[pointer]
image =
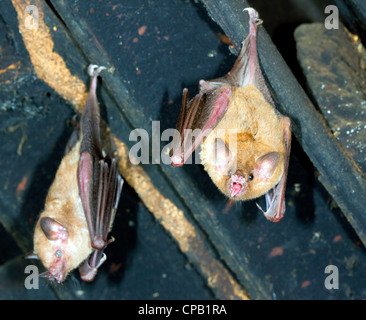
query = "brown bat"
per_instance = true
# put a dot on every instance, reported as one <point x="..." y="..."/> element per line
<point x="81" y="204"/>
<point x="245" y="141"/>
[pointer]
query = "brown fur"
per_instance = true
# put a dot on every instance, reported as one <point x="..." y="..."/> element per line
<point x="63" y="204"/>
<point x="252" y="127"/>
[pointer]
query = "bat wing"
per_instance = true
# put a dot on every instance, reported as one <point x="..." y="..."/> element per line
<point x="100" y="184"/>
<point x="246" y="69"/>
<point x="197" y="118"/>
<point x="275" y="198"/>
<point x="206" y="109"/>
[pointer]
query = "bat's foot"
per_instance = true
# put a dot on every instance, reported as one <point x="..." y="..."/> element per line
<point x="254" y="16"/>
<point x="94" y="70"/>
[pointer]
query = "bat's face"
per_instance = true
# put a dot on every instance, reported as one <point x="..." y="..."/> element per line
<point x="242" y="171"/>
<point x="51" y="244"/>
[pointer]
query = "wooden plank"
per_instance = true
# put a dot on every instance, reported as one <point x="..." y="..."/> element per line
<point x="338" y="172"/>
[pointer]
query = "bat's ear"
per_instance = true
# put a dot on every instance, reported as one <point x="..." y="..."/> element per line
<point x="52" y="229"/>
<point x="266" y="165"/>
<point x="222" y="155"/>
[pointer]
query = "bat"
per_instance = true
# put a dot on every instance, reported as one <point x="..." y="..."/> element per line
<point x="81" y="203"/>
<point x="245" y="142"/>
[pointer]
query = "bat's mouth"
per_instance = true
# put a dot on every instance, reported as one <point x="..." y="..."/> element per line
<point x="237" y="185"/>
<point x="57" y="272"/>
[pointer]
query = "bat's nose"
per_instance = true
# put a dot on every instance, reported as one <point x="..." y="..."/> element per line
<point x="237" y="185"/>
<point x="239" y="175"/>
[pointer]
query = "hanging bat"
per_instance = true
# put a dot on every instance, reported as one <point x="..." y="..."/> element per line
<point x="245" y="141"/>
<point x="81" y="204"/>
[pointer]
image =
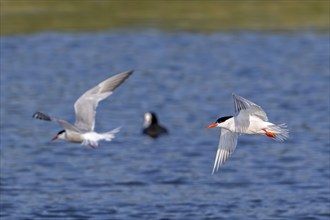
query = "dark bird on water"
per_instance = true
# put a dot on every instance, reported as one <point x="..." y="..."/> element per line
<point x="151" y="126"/>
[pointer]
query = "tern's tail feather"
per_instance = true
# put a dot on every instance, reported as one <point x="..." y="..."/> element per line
<point x="281" y="131"/>
<point x="92" y="138"/>
<point x="108" y="136"/>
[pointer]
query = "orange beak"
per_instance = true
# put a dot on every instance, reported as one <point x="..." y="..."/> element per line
<point x="212" y="125"/>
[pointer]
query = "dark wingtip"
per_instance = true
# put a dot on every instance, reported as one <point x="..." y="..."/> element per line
<point x="41" y="116"/>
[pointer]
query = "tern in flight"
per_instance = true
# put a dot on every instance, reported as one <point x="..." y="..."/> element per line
<point x="251" y="119"/>
<point x="85" y="109"/>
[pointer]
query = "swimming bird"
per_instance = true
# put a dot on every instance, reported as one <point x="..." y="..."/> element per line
<point x="151" y="126"/>
<point x="85" y="109"/>
<point x="251" y="119"/>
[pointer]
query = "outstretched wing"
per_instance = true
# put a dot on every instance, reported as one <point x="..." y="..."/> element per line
<point x="66" y="125"/>
<point x="85" y="106"/>
<point x="227" y="145"/>
<point x="244" y="106"/>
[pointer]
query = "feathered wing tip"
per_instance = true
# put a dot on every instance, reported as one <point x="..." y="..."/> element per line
<point x="281" y="132"/>
<point x="220" y="158"/>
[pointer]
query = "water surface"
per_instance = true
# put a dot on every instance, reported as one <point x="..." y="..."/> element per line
<point x="187" y="79"/>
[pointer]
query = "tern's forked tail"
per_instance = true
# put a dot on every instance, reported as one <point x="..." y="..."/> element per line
<point x="108" y="136"/>
<point x="92" y="138"/>
<point x="281" y="131"/>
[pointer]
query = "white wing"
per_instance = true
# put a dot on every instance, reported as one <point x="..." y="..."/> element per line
<point x="85" y="106"/>
<point x="227" y="145"/>
<point x="66" y="125"/>
<point x="244" y="106"/>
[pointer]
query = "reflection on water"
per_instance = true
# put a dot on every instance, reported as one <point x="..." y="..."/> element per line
<point x="187" y="79"/>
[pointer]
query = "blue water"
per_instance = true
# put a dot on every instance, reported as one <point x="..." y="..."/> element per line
<point x="187" y="79"/>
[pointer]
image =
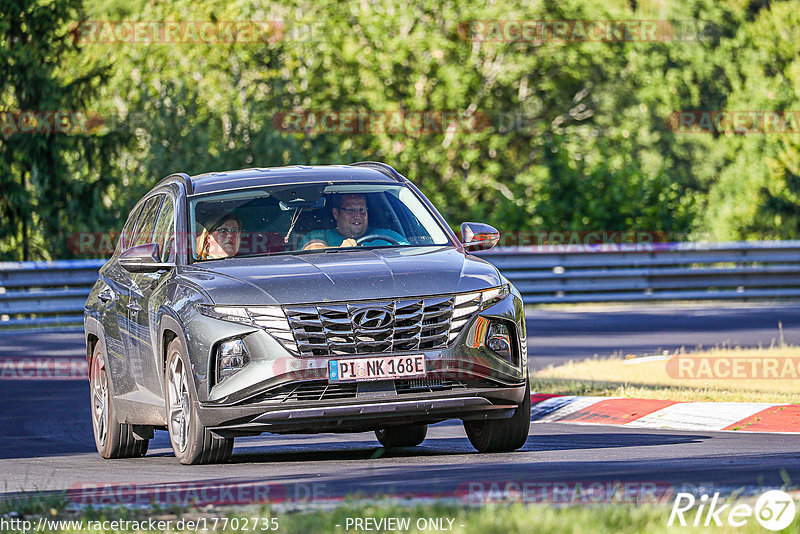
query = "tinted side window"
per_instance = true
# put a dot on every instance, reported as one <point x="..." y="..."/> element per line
<point x="126" y="239"/>
<point x="165" y="229"/>
<point x="147" y="221"/>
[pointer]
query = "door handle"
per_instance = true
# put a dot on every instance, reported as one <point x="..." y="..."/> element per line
<point x="106" y="295"/>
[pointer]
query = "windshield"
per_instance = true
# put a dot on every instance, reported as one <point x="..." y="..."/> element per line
<point x="309" y="218"/>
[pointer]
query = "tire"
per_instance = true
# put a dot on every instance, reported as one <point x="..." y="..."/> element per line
<point x="192" y="443"/>
<point x="502" y="435"/>
<point x="402" y="436"/>
<point x="112" y="439"/>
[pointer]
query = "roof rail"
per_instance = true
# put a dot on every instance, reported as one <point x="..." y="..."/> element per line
<point x="187" y="181"/>
<point x="388" y="170"/>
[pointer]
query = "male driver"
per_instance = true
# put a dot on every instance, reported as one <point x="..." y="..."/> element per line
<point x="352" y="222"/>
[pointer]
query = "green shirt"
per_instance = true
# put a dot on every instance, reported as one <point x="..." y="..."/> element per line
<point x="333" y="238"/>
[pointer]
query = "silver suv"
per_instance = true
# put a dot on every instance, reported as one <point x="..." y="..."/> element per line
<point x="301" y="300"/>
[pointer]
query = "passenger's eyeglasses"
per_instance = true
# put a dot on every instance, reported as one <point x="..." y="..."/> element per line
<point x="224" y="232"/>
<point x="353" y="211"/>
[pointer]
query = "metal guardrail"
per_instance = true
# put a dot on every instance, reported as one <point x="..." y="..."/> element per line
<point x="47" y="294"/>
<point x="652" y="271"/>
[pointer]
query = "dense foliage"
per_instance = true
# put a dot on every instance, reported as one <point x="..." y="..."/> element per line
<point x="571" y="135"/>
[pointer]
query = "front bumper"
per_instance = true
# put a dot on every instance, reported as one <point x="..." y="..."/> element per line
<point x="277" y="391"/>
<point x="369" y="411"/>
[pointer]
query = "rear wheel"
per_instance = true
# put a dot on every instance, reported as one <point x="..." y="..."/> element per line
<point x="502" y="435"/>
<point x="113" y="439"/>
<point x="192" y="443"/>
<point x="402" y="436"/>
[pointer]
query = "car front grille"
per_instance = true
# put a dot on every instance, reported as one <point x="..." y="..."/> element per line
<point x="380" y="326"/>
<point x="317" y="390"/>
<point x="322" y="390"/>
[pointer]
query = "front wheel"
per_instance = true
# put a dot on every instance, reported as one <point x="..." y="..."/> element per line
<point x="502" y="435"/>
<point x="112" y="439"/>
<point x="402" y="436"/>
<point x="192" y="443"/>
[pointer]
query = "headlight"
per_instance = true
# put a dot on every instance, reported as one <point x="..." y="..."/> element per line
<point x="495" y="335"/>
<point x="467" y="304"/>
<point x="231" y="358"/>
<point x="270" y="318"/>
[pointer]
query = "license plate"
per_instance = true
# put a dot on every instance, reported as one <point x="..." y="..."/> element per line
<point x="381" y="368"/>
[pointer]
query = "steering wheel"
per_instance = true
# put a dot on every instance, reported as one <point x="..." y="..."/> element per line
<point x="375" y="237"/>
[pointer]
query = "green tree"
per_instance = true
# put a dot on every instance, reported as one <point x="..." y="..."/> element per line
<point x="50" y="180"/>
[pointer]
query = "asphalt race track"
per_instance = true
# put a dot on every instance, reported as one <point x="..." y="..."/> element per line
<point x="47" y="442"/>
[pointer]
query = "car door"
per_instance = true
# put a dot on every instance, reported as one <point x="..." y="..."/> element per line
<point x="115" y="296"/>
<point x="137" y="335"/>
<point x="146" y="297"/>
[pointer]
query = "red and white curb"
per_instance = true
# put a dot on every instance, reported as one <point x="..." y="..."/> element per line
<point x="651" y="413"/>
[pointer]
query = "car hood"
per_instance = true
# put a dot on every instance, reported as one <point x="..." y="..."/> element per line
<point x="342" y="276"/>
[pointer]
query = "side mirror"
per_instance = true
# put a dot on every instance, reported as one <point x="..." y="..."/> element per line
<point x="478" y="236"/>
<point x="143" y="259"/>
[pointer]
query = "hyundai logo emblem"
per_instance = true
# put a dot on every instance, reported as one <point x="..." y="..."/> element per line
<point x="372" y="318"/>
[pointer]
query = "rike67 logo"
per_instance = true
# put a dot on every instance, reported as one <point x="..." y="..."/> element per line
<point x="774" y="510"/>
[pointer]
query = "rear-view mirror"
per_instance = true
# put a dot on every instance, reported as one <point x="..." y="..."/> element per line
<point x="478" y="236"/>
<point x="143" y="259"/>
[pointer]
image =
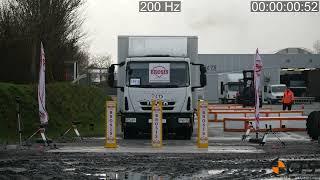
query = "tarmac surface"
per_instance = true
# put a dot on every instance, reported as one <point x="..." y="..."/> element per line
<point x="227" y="157"/>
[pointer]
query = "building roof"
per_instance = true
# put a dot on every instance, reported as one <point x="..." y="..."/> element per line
<point x="294" y="50"/>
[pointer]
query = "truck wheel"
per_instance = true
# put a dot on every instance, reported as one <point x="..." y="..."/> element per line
<point x="313" y="125"/>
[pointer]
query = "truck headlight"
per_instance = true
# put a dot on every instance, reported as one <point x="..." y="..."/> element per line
<point x="183" y="120"/>
<point x="131" y="120"/>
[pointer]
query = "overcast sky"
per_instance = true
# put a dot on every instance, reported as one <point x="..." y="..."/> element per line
<point x="223" y="26"/>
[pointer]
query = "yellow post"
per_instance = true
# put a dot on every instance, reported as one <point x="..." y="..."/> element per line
<point x="156" y="125"/>
<point x="202" y="138"/>
<point x="111" y="124"/>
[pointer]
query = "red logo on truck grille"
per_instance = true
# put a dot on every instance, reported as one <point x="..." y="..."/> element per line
<point x="159" y="71"/>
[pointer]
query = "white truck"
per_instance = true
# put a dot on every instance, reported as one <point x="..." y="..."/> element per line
<point x="229" y="85"/>
<point x="157" y="67"/>
<point x="274" y="93"/>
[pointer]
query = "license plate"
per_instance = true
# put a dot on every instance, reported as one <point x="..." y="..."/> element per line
<point x="163" y="120"/>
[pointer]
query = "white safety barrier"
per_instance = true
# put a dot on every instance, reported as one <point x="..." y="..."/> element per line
<point x="156" y="126"/>
<point x="297" y="123"/>
<point x="202" y="139"/>
<point x="111" y="123"/>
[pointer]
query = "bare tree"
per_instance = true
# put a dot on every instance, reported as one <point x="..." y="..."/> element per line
<point x="316" y="46"/>
<point x="56" y="23"/>
<point x="102" y="63"/>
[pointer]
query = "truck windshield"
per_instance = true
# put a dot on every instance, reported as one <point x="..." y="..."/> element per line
<point x="157" y="74"/>
<point x="278" y="88"/>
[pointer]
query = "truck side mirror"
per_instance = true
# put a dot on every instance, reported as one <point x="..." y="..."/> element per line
<point x="111" y="76"/>
<point x="203" y="76"/>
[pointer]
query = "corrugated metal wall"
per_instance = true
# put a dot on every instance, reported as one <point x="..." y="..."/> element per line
<point x="227" y="63"/>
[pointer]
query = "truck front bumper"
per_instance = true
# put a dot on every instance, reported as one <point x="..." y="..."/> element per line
<point x="172" y="122"/>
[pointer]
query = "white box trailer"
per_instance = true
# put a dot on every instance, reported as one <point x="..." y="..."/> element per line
<point x="158" y="67"/>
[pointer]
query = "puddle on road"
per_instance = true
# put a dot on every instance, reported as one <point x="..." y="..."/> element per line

PROBLEM STATEMENT: Collect every line from the entries above that contains the string "surface", copying each such line in full. Treat uppercase and lowercase letters as different when matching.

FINAL RESULT:
query = "water surface"
query = "tarmac surface"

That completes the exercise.